#### PROVIDED RECORDS:
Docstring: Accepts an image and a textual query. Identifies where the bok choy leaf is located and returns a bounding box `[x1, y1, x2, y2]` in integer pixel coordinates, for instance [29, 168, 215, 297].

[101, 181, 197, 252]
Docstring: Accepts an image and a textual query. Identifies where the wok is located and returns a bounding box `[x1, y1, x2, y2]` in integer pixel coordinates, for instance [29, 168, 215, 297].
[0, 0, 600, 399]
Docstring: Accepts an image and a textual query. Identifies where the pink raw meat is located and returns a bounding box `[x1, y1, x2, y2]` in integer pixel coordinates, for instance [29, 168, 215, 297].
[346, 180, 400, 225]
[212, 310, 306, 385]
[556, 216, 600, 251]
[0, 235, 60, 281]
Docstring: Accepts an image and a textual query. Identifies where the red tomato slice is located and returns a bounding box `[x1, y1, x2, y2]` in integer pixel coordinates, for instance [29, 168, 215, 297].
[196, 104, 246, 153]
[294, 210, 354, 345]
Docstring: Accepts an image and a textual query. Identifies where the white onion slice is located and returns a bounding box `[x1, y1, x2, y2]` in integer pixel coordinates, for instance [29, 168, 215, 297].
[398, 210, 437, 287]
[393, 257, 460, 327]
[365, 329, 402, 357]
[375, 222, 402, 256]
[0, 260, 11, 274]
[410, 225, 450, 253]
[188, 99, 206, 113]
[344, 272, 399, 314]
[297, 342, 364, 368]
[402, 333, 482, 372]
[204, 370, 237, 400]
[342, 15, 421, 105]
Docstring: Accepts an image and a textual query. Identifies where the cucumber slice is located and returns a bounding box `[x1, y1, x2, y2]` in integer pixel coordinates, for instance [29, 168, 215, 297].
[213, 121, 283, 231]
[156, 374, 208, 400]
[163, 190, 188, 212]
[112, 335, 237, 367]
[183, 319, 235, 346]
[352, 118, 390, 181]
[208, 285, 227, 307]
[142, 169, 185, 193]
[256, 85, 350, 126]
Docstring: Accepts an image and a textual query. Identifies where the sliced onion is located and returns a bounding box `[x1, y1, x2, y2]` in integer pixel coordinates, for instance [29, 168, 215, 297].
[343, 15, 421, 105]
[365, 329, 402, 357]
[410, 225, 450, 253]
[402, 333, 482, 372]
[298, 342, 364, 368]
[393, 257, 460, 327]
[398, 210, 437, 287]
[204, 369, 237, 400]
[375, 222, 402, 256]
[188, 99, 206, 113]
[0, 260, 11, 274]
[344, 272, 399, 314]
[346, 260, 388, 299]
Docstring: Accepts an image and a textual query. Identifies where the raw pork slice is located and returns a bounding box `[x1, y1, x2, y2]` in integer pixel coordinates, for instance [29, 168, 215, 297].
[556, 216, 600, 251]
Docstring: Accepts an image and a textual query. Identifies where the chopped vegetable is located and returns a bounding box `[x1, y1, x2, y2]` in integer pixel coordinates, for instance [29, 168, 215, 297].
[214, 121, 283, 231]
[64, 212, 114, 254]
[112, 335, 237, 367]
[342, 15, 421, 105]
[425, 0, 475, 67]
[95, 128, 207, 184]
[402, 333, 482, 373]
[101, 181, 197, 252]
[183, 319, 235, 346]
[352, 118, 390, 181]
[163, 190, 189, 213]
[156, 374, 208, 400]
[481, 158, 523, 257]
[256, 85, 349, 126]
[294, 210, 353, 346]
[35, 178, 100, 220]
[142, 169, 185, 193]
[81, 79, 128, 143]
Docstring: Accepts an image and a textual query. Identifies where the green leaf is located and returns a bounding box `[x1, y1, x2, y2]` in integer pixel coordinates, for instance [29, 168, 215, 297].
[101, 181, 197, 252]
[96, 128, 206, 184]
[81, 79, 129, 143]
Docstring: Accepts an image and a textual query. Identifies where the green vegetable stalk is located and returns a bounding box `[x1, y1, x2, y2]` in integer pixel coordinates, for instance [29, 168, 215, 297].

#### PROBLEM TO WORK ON:
Substitute "text prompt" for every occurrence of "textual query" in the records above. Reproduce all of the records with nothing else changed.

#### FINISHED EXERCISE:
Docstring: Accepts an image and a text prompt. Identifies where the bok choy leaf is located and returns a bounding box `[x1, y1, x2, y2]` in integer pixel coordinates, for instance [29, 168, 215, 297].

[101, 181, 197, 252]
Docstring: Accepts an image and a text prompt. Identifies where the wok is located and returns a bounding box `[x1, y1, x2, y2]` in integer pixel coordinates, for instance [29, 168, 215, 297].
[0, 0, 600, 399]
Docstring: Accepts an image and a text prompt. Identifies where the pink raw meat is located and returns a bounding box `[x1, y1, x2, y2]` in integer pixel coordinates, for instance [29, 168, 215, 297].
[346, 180, 400, 225]
[212, 310, 306, 385]
[556, 216, 600, 251]
[0, 235, 60, 281]
Docstring: Accepts an image and a text prompt. Identifies where the red tomato slice is located and returns a bounding box `[x1, y1, x2, y2]` in integer pixel coordinates, for instance [29, 168, 215, 297].
[196, 104, 246, 153]
[294, 210, 354, 345]
Docstring: Accepts an image and a text prompt. Identifies where the white onion slice is located and returns a bounding box `[x1, y1, x2, y2]` in integer pixel coordinates, for instance [29, 168, 215, 297].
[398, 210, 437, 287]
[393, 257, 460, 327]
[365, 329, 402, 357]
[375, 222, 402, 256]
[0, 260, 11, 274]
[410, 225, 450, 253]
[188, 99, 206, 113]
[344, 272, 399, 314]
[297, 342, 364, 368]
[402, 333, 482, 372]
[204, 370, 237, 400]
[342, 15, 421, 105]
Docstring: Accepts an image and a text prompt. Identifies where the cucumber slice is located and returns a bounding box `[x1, y1, x2, y2]` in integer pixel coordinates, for instance [29, 168, 215, 297].
[213, 121, 283, 231]
[156, 374, 208, 400]
[163, 190, 188, 212]
[112, 335, 237, 367]
[183, 319, 235, 346]
[352, 118, 390, 181]
[208, 285, 227, 307]
[142, 169, 185, 193]
[256, 85, 350, 126]
Docstring: Accepts an image and a text prompt. Identifies where the sliced onion is located and returns a bounding box `[x1, y1, x2, y2]` in integer pixel coordinates, for instance [29, 168, 215, 297].
[343, 15, 421, 105]
[365, 329, 402, 357]
[410, 225, 450, 253]
[402, 333, 482, 372]
[298, 342, 364, 368]
[393, 257, 460, 327]
[398, 210, 437, 287]
[204, 369, 237, 400]
[375, 222, 402, 256]
[188, 99, 206, 113]
[0, 260, 11, 274]
[344, 272, 399, 314]
[346, 260, 388, 299]
Docstring: Accepts an image and a text prompt. Identifies where the raw pork slice is located and returns a bounding box `[x1, y1, x2, y2]` in integer pixel coordinates, for instance [29, 168, 215, 297].
[556, 216, 600, 251]
Docstring: Accepts an image and a text prompt. Identifies where the chopped vegetable is located and returns a bounding box `[x1, y1, x2, y2]` in integer pixel coordinates, for instance [29, 168, 215, 297].
[214, 121, 283, 231]
[64, 212, 114, 254]
[112, 335, 237, 367]
[342, 15, 421, 105]
[425, 0, 475, 67]
[95, 128, 207, 184]
[402, 333, 482, 373]
[101, 181, 197, 252]
[183, 319, 235, 346]
[352, 118, 390, 181]
[163, 190, 189, 213]
[156, 374, 208, 400]
[481, 158, 523, 257]
[256, 85, 349, 126]
[294, 210, 353, 346]
[35, 178, 100, 220]
[142, 169, 185, 193]
[81, 79, 128, 143]
Docstring: Accepts an image and a text prompt. Identifies where the green leaf is located and returns a bounding box `[x1, y1, x2, y2]` in integer pixel coordinates, for instance [29, 168, 215, 297].
[101, 181, 197, 252]
[96, 128, 206, 184]
[81, 79, 129, 143]
Docstring: Accepts an image and a text prompt. Identifies where the green vegetable stalk is located and returns a bounding box `[x1, y1, x2, y2]` in integer pixel coordinates, for instance [29, 168, 215, 297].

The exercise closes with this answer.